> Aim of the task: With pictures omitted, output the records below exactly as they appear.

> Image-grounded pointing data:
■ ■ ■ ■ ■ ■ ■

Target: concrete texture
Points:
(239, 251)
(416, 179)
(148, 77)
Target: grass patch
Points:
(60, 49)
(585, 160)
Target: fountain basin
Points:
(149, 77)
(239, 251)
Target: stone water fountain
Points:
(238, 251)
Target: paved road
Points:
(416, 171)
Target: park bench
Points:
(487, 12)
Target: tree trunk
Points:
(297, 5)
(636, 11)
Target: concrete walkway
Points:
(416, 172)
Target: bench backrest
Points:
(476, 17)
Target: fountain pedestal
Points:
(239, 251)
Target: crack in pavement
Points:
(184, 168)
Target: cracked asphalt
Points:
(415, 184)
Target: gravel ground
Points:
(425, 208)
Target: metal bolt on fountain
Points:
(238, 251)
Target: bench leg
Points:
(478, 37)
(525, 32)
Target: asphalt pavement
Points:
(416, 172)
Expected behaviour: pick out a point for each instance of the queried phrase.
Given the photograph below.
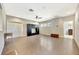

■ ■ ■ ■ ■ ■ ■

> Exercise output:
Target: concrete texture
Points:
(239, 251)
(416, 179)
(148, 77)
Target: grass patch
Points:
(60, 49)
(585, 160)
Target: fountain basin
Points:
(149, 77)
(239, 251)
Target: stone water fountain
Points:
(238, 251)
Target: paved road
Points:
(416, 171)
Target: park bench
Points:
(487, 12)
Target: tree trunk
Points:
(297, 5)
(636, 11)
Target: concrete walkway
Points:
(416, 172)
Target: bench backrest
Points:
(476, 17)
Target: fountain pedestal
Points:
(239, 251)
Target: crack in pavement
Points:
(184, 168)
Target: cracked asphalt
Points:
(415, 184)
Target: gravel ground
Points:
(425, 208)
Target: metal bolt on fountain
Points:
(238, 251)
Target: bench leg
Points:
(478, 37)
(525, 32)
Target: asphalt pavement
Points:
(416, 172)
Expected behaviour: pick out a point for each instance of the queried phrase.
Given the photograph below.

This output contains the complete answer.